Problem to solve:
Please convert the listing, from its first line up to and including the line with "x=214 y=184", into a Markdown table with the columns No. and Line, one numbered row per line, leaving out any blank lines.

------------------------

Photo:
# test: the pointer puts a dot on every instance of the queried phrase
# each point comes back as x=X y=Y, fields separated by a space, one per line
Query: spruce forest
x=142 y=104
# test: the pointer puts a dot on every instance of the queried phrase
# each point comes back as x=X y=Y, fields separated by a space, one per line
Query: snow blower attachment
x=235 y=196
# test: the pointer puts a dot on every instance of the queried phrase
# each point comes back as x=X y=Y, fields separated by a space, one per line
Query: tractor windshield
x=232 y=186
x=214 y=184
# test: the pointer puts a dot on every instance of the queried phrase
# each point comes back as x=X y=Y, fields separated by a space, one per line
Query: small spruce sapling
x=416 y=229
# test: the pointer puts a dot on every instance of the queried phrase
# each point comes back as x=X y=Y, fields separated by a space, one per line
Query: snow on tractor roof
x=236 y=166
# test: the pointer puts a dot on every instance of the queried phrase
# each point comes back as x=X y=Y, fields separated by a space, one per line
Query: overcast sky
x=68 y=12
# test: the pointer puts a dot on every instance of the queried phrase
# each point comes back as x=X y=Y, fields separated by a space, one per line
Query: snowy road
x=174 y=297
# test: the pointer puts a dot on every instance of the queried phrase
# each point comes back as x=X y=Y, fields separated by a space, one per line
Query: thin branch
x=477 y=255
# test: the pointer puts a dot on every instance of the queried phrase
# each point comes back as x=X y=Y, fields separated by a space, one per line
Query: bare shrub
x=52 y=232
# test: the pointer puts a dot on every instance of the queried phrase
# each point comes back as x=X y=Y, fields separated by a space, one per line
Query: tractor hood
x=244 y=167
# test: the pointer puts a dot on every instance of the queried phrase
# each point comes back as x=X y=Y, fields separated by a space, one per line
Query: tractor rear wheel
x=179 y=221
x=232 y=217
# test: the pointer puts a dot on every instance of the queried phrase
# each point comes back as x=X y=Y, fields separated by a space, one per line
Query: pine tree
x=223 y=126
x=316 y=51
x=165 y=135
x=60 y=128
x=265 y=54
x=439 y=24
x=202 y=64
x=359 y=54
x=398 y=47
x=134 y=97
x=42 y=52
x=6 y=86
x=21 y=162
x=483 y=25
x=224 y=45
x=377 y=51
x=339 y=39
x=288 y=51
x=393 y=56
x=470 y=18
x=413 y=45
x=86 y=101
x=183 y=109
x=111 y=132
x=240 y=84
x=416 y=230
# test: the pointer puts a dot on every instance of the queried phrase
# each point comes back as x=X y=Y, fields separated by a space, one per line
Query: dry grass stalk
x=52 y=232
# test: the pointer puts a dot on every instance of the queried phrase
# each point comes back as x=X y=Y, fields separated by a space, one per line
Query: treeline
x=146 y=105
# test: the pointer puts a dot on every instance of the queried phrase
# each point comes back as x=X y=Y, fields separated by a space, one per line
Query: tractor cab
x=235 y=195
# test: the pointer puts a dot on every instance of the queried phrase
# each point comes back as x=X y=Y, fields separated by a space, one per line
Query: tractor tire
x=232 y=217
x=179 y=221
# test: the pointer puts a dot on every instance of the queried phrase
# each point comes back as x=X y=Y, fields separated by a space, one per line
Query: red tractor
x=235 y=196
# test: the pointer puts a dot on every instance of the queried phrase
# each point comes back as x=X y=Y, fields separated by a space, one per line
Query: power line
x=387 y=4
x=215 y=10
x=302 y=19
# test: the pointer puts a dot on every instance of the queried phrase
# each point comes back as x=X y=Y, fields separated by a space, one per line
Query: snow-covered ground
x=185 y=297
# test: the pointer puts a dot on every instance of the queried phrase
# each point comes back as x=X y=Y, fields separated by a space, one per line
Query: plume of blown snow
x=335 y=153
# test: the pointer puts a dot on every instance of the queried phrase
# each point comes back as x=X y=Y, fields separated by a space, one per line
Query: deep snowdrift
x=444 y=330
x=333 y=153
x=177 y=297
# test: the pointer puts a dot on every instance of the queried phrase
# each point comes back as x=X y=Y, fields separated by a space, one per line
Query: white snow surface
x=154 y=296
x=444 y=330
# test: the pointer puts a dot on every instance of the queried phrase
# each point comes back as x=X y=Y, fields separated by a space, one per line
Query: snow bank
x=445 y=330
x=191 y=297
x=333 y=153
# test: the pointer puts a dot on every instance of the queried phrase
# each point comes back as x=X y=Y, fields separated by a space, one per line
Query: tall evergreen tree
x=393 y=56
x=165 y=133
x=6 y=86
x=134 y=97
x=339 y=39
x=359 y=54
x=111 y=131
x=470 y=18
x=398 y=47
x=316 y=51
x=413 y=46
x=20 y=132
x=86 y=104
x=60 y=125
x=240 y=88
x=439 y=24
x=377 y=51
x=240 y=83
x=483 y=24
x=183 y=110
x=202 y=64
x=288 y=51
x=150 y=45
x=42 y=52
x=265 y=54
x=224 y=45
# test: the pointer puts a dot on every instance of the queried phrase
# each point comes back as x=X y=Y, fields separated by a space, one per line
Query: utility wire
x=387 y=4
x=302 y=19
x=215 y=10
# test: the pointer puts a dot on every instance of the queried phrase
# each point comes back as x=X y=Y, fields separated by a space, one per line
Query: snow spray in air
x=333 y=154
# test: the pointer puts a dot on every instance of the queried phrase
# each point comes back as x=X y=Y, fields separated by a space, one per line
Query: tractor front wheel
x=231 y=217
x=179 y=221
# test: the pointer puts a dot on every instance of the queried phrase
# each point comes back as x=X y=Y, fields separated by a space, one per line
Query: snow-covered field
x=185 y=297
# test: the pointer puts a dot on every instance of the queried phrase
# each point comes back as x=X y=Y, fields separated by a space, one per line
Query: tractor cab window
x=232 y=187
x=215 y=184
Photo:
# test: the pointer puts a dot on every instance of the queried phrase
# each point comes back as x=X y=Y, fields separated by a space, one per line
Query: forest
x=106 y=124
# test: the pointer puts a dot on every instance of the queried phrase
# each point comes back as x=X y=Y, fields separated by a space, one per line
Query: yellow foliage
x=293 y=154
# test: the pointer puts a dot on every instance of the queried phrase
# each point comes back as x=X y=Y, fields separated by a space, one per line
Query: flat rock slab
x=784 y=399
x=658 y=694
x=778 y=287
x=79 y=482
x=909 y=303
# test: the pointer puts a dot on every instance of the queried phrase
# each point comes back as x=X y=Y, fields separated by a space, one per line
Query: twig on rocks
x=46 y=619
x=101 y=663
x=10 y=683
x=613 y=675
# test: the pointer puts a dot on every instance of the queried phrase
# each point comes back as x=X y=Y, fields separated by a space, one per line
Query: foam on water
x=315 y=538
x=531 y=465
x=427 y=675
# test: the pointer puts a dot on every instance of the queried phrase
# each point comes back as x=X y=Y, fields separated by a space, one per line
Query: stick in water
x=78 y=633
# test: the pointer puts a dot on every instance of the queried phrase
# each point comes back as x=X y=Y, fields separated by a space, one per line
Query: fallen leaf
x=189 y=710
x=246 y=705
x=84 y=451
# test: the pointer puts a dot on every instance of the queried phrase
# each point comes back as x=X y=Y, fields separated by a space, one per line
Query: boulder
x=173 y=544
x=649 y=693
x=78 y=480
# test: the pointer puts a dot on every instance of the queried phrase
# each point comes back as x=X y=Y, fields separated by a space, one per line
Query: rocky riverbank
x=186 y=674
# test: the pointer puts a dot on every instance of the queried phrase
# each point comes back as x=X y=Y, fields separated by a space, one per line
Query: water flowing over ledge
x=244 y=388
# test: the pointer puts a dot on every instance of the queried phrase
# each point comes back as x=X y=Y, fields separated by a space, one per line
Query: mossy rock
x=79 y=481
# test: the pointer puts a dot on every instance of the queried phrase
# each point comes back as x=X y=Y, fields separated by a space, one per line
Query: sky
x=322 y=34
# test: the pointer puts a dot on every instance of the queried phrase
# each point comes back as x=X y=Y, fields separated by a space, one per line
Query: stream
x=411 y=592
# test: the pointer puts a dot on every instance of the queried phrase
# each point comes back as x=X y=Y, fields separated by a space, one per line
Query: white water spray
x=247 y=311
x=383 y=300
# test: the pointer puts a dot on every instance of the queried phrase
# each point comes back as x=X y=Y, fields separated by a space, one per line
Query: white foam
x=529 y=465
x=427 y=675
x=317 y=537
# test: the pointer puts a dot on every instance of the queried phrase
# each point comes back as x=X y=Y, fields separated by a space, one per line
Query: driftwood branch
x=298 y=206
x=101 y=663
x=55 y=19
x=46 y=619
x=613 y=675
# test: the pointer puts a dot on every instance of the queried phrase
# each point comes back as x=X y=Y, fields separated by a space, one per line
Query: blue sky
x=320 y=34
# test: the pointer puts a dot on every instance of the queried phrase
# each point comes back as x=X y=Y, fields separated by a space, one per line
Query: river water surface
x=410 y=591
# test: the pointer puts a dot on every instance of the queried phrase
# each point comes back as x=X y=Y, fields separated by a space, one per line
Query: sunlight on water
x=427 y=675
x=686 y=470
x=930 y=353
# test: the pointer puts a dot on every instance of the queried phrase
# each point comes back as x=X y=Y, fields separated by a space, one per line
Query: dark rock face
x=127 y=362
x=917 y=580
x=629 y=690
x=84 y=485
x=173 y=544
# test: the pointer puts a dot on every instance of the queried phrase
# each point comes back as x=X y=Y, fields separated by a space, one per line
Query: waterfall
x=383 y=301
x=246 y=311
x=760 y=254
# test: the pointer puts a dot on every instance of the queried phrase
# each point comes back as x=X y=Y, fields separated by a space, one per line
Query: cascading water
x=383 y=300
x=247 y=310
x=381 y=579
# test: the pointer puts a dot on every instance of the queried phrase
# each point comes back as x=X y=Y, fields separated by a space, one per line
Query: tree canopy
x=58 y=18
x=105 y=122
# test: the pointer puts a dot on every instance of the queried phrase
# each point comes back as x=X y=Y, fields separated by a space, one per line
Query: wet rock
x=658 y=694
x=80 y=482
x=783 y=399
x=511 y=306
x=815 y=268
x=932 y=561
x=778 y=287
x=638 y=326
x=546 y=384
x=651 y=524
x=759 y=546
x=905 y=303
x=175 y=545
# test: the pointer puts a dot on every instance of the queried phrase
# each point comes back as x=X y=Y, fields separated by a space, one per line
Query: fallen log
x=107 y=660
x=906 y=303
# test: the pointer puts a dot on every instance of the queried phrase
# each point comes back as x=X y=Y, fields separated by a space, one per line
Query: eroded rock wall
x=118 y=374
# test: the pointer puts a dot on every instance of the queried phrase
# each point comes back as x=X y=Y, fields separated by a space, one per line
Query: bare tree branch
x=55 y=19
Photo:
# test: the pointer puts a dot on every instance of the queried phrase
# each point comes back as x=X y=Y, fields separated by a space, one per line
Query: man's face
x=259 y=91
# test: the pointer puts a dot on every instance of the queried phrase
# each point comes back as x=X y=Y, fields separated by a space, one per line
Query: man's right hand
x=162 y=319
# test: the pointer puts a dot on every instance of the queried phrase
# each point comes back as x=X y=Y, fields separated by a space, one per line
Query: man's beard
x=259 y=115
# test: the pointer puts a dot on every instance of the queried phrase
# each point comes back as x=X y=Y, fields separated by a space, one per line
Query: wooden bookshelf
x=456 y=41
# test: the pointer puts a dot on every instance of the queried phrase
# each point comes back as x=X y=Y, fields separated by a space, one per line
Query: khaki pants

------------------------

Response to this exercise:
| No. | Line |
|---|---|
| 1 | Photo: |
| 2 | # test: the pointer puts a dot on every instance of the queried phrase |
| 3 | # each point comes back as x=X y=Y, fields separated by a space, one per line |
| 4 | Query: spruce forest |
| 5 | x=142 y=104 |
| 6 | # test: the pointer puts a dot on every instance of the queried phrase |
| 7 | # each point comes back as x=X y=Y, fields separated by a space, one per line |
| 8 | Query: snow blower attachment |
| 9 | x=235 y=196 |
| 10 | # test: the pointer puts a dot on every instance of the queried phrase |
| 11 | # each point comes back as x=X y=Y, fields separated by a space, one per line |
| 12 | Query: tractor windshield |
| 13 | x=232 y=186 |
| 14 | x=214 y=184 |